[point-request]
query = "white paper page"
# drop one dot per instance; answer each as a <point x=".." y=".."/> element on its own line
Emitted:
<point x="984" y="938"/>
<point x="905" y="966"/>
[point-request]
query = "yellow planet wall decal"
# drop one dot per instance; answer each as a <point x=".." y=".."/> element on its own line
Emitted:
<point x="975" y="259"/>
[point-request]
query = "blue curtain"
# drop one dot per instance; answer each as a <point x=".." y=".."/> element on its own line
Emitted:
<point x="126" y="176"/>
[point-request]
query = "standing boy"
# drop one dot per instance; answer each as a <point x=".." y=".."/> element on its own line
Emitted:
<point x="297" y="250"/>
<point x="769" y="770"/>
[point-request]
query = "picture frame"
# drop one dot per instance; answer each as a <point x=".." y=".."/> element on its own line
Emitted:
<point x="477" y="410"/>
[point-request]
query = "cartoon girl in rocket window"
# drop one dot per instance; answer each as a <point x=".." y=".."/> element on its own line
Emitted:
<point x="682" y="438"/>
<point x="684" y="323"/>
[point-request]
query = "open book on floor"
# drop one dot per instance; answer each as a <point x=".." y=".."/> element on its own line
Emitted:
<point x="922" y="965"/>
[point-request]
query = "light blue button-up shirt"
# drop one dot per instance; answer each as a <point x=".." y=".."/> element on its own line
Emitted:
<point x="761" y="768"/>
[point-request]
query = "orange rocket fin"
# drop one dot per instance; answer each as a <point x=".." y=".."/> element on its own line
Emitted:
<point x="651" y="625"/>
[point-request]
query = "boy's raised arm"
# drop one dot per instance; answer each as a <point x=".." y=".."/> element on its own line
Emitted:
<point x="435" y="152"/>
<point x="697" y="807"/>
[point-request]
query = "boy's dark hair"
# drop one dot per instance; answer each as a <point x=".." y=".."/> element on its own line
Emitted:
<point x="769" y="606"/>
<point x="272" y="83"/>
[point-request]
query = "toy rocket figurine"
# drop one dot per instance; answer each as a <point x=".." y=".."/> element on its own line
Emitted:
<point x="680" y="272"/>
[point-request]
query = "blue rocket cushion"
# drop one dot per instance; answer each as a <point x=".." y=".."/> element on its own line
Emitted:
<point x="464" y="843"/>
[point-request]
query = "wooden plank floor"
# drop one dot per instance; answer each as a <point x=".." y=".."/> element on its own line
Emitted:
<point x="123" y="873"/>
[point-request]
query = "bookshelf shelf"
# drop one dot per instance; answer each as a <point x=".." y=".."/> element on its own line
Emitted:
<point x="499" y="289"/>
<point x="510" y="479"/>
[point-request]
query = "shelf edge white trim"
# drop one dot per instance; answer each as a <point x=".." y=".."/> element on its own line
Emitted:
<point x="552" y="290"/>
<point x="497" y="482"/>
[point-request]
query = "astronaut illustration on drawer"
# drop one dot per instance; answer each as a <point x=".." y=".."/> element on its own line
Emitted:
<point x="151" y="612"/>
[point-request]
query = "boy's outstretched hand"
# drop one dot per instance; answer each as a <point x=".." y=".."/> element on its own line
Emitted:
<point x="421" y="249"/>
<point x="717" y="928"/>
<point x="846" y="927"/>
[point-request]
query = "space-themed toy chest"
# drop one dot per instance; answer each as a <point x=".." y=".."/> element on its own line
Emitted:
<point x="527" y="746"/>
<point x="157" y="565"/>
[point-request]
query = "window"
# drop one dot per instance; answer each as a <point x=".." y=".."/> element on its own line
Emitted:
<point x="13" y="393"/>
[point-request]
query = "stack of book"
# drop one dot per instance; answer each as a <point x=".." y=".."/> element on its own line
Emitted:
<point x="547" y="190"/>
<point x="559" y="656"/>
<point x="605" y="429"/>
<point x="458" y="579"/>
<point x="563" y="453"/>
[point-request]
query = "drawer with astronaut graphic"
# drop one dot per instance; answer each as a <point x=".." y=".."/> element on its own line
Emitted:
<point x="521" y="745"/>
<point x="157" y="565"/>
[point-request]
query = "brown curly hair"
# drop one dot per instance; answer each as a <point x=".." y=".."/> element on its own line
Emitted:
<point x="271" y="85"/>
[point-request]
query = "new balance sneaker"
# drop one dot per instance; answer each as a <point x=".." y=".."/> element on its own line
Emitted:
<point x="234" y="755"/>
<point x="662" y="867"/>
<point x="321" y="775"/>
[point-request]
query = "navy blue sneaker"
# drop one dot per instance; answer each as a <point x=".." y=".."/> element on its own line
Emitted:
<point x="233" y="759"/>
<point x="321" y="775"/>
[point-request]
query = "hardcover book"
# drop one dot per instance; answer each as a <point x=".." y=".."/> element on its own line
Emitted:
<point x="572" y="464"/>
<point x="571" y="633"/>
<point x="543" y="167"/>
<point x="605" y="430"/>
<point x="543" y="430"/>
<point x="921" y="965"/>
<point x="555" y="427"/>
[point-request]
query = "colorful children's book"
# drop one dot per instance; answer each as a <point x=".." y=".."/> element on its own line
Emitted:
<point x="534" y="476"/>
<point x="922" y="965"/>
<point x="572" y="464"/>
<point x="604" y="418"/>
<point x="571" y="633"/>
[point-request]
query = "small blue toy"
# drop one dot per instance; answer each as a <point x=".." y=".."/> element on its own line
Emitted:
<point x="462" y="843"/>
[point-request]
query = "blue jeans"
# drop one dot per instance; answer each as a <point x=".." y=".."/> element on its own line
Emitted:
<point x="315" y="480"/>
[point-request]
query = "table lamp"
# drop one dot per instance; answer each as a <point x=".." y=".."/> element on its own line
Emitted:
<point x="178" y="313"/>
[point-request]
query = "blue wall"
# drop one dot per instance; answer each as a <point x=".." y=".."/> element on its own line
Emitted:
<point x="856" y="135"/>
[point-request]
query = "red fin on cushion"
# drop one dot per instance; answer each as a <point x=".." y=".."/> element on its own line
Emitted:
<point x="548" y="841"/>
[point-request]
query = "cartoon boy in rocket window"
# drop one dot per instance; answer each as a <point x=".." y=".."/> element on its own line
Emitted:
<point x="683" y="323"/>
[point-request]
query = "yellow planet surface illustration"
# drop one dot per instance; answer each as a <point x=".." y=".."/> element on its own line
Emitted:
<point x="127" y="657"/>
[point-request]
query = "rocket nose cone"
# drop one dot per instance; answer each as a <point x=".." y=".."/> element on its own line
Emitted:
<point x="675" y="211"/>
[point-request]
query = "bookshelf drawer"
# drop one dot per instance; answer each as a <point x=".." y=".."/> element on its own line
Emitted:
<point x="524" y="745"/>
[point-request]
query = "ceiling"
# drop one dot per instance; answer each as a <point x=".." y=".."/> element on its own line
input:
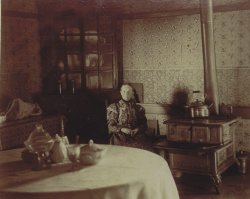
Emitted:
<point x="132" y="7"/>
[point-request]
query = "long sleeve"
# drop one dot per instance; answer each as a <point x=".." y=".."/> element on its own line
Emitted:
<point x="142" y="120"/>
<point x="112" y="119"/>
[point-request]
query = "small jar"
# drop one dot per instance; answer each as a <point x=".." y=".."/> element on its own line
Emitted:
<point x="73" y="86"/>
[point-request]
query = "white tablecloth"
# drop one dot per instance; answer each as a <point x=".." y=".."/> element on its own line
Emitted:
<point x="124" y="173"/>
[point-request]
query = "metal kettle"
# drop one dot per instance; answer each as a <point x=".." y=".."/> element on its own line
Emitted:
<point x="198" y="109"/>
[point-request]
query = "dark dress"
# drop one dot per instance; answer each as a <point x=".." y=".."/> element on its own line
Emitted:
<point x="127" y="115"/>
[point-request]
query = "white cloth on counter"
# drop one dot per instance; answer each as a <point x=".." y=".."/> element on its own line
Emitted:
<point x="123" y="173"/>
<point x="18" y="109"/>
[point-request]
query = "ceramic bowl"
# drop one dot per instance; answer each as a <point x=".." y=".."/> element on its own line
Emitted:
<point x="91" y="154"/>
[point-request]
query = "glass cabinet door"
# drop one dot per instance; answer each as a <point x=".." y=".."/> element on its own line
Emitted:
<point x="88" y="54"/>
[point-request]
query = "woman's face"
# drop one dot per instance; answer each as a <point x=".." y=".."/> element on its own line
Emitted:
<point x="127" y="93"/>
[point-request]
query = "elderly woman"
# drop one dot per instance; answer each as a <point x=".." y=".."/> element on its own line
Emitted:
<point x="126" y="121"/>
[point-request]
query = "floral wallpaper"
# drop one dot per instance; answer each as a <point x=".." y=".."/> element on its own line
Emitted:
<point x="20" y="64"/>
<point x="165" y="54"/>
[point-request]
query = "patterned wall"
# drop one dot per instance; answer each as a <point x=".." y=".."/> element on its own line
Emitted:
<point x="20" y="63"/>
<point x="166" y="55"/>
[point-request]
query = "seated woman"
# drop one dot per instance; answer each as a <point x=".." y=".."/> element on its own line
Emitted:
<point x="127" y="122"/>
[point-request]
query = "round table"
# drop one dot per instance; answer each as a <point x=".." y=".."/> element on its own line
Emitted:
<point x="124" y="172"/>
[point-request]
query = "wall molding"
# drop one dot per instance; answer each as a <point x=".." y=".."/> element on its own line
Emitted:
<point x="162" y="109"/>
<point x="20" y="14"/>
<point x="181" y="12"/>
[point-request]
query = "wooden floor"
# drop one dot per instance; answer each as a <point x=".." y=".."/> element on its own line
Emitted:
<point x="233" y="186"/>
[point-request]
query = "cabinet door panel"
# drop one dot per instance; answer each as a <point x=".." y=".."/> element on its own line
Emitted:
<point x="200" y="134"/>
<point x="215" y="135"/>
<point x="184" y="133"/>
<point x="181" y="133"/>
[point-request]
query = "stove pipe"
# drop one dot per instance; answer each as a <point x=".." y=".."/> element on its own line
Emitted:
<point x="210" y="78"/>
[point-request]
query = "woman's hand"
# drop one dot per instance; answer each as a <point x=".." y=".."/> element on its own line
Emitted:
<point x="126" y="131"/>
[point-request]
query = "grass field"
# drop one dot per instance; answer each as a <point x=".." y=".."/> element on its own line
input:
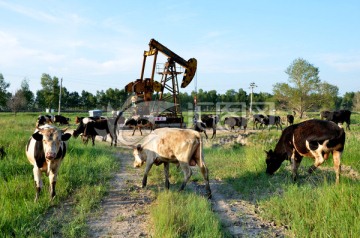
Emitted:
<point x="312" y="207"/>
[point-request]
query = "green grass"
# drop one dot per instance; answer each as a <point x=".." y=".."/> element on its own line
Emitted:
<point x="82" y="179"/>
<point x="183" y="215"/>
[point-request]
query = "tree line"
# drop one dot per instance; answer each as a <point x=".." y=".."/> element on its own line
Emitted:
<point x="303" y="92"/>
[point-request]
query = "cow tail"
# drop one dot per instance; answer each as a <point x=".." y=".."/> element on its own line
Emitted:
<point x="115" y="124"/>
<point x="201" y="152"/>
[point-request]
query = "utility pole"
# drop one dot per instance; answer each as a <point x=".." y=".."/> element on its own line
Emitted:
<point x="60" y="97"/>
<point x="252" y="86"/>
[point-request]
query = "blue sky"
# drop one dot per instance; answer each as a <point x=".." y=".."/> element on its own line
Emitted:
<point x="96" y="45"/>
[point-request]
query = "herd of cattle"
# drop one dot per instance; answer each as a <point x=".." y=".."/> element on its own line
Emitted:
<point x="314" y="138"/>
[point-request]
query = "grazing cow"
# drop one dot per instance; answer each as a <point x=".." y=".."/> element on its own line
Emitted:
<point x="139" y="123"/>
<point x="272" y="120"/>
<point x="2" y="152"/>
<point x="258" y="119"/>
<point x="61" y="120"/>
<point x="236" y="121"/>
<point x="101" y="127"/>
<point x="172" y="145"/>
<point x="45" y="150"/>
<point x="200" y="126"/>
<point x="340" y="116"/>
<point x="289" y="119"/>
<point x="42" y="120"/>
<point x="312" y="138"/>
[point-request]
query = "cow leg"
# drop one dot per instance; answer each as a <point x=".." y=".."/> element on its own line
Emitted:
<point x="52" y="178"/>
<point x="187" y="174"/>
<point x="205" y="133"/>
<point x="93" y="139"/>
<point x="147" y="169"/>
<point x="38" y="182"/>
<point x="319" y="159"/>
<point x="337" y="164"/>
<point x="166" y="172"/>
<point x="295" y="163"/>
<point x="214" y="133"/>
<point x="205" y="174"/>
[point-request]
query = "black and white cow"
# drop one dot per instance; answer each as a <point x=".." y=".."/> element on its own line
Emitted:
<point x="100" y="127"/>
<point x="312" y="138"/>
<point x="61" y="120"/>
<point x="138" y="123"/>
<point x="45" y="150"/>
<point x="231" y="122"/>
<point x="44" y="119"/>
<point x="258" y="119"/>
<point x="272" y="120"/>
<point x="339" y="117"/>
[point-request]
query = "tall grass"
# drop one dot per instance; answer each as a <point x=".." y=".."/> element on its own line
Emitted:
<point x="82" y="181"/>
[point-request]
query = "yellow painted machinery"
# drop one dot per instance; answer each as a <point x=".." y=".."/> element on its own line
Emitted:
<point x="153" y="94"/>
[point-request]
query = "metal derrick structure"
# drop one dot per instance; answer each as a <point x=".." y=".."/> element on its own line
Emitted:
<point x="167" y="89"/>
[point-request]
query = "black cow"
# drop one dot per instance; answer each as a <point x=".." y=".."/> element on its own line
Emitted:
<point x="340" y="116"/>
<point x="200" y="127"/>
<point x="92" y="129"/>
<point x="289" y="119"/>
<point x="258" y="119"/>
<point x="313" y="138"/>
<point x="139" y="123"/>
<point x="61" y="120"/>
<point x="272" y="120"/>
<point x="236" y="121"/>
<point x="207" y="121"/>
<point x="2" y="152"/>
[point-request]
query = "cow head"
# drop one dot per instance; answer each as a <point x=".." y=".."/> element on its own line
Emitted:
<point x="139" y="156"/>
<point x="80" y="129"/>
<point x="273" y="162"/>
<point x="51" y="138"/>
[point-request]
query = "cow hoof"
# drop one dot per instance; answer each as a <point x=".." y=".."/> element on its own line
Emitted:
<point x="312" y="169"/>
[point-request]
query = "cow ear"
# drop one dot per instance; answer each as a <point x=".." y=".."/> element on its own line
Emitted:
<point x="65" y="136"/>
<point x="138" y="147"/>
<point x="37" y="136"/>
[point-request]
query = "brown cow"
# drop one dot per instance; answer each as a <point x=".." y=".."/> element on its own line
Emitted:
<point x="172" y="145"/>
<point x="45" y="151"/>
<point x="312" y="138"/>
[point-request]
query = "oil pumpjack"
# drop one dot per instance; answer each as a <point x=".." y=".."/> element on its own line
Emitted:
<point x="165" y="104"/>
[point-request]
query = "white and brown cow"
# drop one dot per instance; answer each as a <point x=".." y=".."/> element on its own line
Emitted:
<point x="172" y="145"/>
<point x="312" y="138"/>
<point x="45" y="150"/>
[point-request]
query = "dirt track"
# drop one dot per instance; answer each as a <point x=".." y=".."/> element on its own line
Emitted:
<point x="124" y="212"/>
━━━━━━━━━━━━━━━━━━━━━━━━━━━━━━
_REQUIRED WORK:_ After reading through the records, count the lines that hold the string "astronaut" and give only the count.

_THE COMPLETED TASK:_ 2